(Stored data entries)
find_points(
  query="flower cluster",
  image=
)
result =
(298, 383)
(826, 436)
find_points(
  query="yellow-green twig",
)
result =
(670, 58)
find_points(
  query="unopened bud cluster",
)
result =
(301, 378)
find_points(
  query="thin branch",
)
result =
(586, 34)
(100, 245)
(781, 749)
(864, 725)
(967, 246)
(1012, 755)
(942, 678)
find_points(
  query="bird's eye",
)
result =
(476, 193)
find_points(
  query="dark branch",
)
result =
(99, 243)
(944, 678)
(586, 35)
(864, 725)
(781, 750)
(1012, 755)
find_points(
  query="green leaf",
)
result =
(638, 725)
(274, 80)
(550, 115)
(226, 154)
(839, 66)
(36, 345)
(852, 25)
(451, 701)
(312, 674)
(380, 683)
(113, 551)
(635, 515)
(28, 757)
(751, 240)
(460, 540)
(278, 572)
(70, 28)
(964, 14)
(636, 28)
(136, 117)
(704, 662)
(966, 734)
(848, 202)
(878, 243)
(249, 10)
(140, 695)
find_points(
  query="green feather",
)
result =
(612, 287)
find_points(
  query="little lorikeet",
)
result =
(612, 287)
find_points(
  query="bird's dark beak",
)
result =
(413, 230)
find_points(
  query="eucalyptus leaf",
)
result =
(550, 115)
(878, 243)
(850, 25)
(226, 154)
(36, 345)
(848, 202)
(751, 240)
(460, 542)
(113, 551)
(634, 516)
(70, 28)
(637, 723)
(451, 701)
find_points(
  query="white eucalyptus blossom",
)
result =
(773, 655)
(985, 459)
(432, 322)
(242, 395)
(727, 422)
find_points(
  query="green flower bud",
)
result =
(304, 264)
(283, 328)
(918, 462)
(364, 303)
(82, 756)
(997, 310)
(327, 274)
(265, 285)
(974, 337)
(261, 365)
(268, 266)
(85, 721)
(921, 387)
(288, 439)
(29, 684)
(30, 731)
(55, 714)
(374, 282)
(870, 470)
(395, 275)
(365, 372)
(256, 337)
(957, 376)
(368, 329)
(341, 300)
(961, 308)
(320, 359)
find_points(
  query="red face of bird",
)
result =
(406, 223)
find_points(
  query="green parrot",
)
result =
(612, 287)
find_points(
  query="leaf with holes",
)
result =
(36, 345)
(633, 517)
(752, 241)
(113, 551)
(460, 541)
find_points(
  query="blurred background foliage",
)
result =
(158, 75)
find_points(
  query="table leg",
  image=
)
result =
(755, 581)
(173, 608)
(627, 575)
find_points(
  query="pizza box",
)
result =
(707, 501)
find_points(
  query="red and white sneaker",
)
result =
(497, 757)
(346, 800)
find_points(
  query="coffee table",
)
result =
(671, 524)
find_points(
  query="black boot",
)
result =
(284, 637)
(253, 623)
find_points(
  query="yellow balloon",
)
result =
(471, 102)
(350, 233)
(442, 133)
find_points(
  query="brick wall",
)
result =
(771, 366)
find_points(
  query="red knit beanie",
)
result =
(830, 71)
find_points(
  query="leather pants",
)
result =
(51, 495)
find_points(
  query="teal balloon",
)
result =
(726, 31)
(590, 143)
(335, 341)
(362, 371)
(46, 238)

Work instructions: Exactly as given, repeat every record above.

Result for this exercise:
find_points(
  query="flower cluster",
  image=
)
result =
(298, 383)
(826, 436)
find_points(
  query="yellow-green twig",
)
result =
(670, 58)
find_points(
  query="unopened bud cluster",
)
result =
(301, 378)
find_points(
  query="thin branch",
)
result =
(586, 34)
(100, 245)
(781, 749)
(864, 725)
(967, 246)
(1012, 755)
(942, 678)
find_points(
  query="bird's eye",
)
result =
(476, 193)
find_points(
  query="dark branch",
)
result =
(99, 243)
(944, 678)
(586, 35)
(864, 725)
(781, 750)
(1012, 755)
find_points(
  query="green leaf",
)
result =
(638, 725)
(274, 80)
(550, 115)
(226, 154)
(839, 66)
(36, 345)
(852, 25)
(451, 701)
(312, 674)
(380, 683)
(113, 551)
(635, 515)
(28, 757)
(751, 240)
(460, 540)
(278, 572)
(70, 28)
(964, 14)
(636, 28)
(136, 117)
(704, 662)
(966, 734)
(848, 202)
(878, 243)
(249, 10)
(140, 695)
find_points(
  query="green feather",
)
result =
(612, 287)
find_points(
  query="little lorikeet",
)
result =
(612, 287)
find_points(
  query="bird's dark beak",
)
result =
(413, 230)
find_points(
  query="eucalyptus leaf",
)
result =
(550, 115)
(878, 243)
(850, 25)
(226, 154)
(36, 345)
(848, 202)
(751, 240)
(460, 542)
(113, 551)
(634, 516)
(70, 28)
(637, 723)
(451, 701)
find_points(
  query="white eucalyptus blossom",
)
result =
(773, 655)
(985, 459)
(432, 322)
(242, 395)
(727, 422)
find_points(
  query="green flower bud",
)
result =
(304, 264)
(283, 328)
(918, 462)
(364, 303)
(82, 756)
(997, 310)
(327, 274)
(265, 285)
(974, 337)
(261, 365)
(268, 266)
(85, 721)
(921, 387)
(288, 439)
(29, 684)
(30, 731)
(55, 714)
(374, 282)
(870, 470)
(395, 275)
(365, 372)
(256, 337)
(957, 376)
(368, 329)
(341, 300)
(961, 308)
(320, 359)
find_points(
  query="red face of bird",
)
result =
(406, 223)
find_points(
  query="green parrot",
)
result =
(612, 287)
find_points(
  query="leaf with holes",
)
result =
(36, 345)
(633, 517)
(752, 241)
(113, 551)
(460, 541)
find_points(
  query="blurred background foliage",
)
result =
(158, 75)
find_points(
  query="table leg",
  image=
)
result =
(755, 581)
(173, 608)
(627, 575)
find_points(
  query="pizza box",
)
result =
(707, 501)
find_points(
  query="red and white sneaker",
)
result =
(497, 757)
(346, 800)
find_points(
  query="coffee table",
)
result =
(671, 524)
find_points(
  query="black boot",
)
result =
(284, 637)
(253, 623)
find_points(
  query="yellow balloon",
)
result =
(471, 102)
(350, 233)
(442, 133)
find_points(
  query="brick wall",
)
result =
(771, 366)
find_points(
  query="red knit beanie",
)
result =
(830, 71)
find_points(
  query="leather pants",
)
result =
(51, 495)
find_points(
  query="teal balloon",
)
result =
(726, 31)
(590, 143)
(335, 341)
(362, 371)
(46, 238)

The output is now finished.